[Given exercise]: Copy out, word for word, the part of the listing that opens with the line containing "of the warty" and runs through the end of the listing.

[Data to process]:
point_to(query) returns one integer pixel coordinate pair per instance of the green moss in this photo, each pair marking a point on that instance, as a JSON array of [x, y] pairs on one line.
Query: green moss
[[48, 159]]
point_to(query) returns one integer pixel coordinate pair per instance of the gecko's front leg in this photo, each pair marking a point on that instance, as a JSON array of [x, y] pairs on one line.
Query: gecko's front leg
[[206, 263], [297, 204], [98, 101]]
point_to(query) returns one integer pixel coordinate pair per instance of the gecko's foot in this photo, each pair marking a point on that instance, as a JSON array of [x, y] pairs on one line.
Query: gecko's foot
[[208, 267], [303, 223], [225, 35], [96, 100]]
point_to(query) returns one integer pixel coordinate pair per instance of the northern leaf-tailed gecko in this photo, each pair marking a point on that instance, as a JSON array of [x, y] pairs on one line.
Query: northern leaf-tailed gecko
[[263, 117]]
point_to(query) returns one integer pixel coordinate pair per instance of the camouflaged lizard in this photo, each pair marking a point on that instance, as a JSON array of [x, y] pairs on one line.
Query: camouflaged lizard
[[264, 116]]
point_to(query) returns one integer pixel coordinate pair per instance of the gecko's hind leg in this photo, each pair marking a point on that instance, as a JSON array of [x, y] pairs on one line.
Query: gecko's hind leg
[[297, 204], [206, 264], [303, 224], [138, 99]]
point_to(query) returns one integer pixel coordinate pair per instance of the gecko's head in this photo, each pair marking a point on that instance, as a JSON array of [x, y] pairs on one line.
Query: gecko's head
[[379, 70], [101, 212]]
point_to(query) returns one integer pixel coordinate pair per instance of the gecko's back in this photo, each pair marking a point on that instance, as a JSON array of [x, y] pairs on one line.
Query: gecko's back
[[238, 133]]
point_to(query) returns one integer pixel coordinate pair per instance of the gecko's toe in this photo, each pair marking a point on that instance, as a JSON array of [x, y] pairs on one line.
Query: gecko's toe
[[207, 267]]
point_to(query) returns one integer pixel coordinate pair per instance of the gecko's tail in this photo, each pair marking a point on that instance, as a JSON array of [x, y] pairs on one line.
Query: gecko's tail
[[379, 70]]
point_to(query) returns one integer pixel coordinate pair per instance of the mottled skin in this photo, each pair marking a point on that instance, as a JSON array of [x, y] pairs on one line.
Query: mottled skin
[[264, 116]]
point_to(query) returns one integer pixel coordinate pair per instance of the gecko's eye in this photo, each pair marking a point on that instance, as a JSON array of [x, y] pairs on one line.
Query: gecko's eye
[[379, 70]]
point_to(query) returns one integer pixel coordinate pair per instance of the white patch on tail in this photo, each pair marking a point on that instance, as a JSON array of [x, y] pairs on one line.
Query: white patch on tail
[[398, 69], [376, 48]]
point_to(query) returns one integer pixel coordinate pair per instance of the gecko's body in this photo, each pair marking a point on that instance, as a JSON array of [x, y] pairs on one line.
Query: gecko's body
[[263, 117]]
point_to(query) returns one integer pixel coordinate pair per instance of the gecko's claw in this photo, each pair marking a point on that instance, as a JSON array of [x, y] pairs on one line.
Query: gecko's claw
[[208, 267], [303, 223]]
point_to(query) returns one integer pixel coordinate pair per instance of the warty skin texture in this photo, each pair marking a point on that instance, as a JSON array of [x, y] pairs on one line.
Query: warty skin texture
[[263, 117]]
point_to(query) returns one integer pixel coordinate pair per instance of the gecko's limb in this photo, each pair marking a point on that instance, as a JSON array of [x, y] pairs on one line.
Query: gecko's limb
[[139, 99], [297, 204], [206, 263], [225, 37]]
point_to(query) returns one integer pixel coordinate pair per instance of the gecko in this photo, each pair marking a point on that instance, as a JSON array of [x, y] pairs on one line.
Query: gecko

[Response to the task]:
point_to(query) returns one integer pixel coordinate pair per instance of the warty skin texture in this photo, each pair marking a point on that instance, as a JSON array of [x, y] pairs on one line.
Query: warty skin texture
[[263, 117]]
point_to(query) returns one integer pixel coordinate pair per instance of the gecko's limb in this photo, each pair marking a point on that instance, as a JSON array of [x, y] pairs on one line.
Query: gecko's limb
[[139, 99], [297, 204], [206, 263], [225, 37]]
point_to(query) returns one integer pixel coordinate pair per instance of the gecko in this photo, each pair marking a point on that instance, as a JSON array of [x, y] pairs on one line.
Query: gecko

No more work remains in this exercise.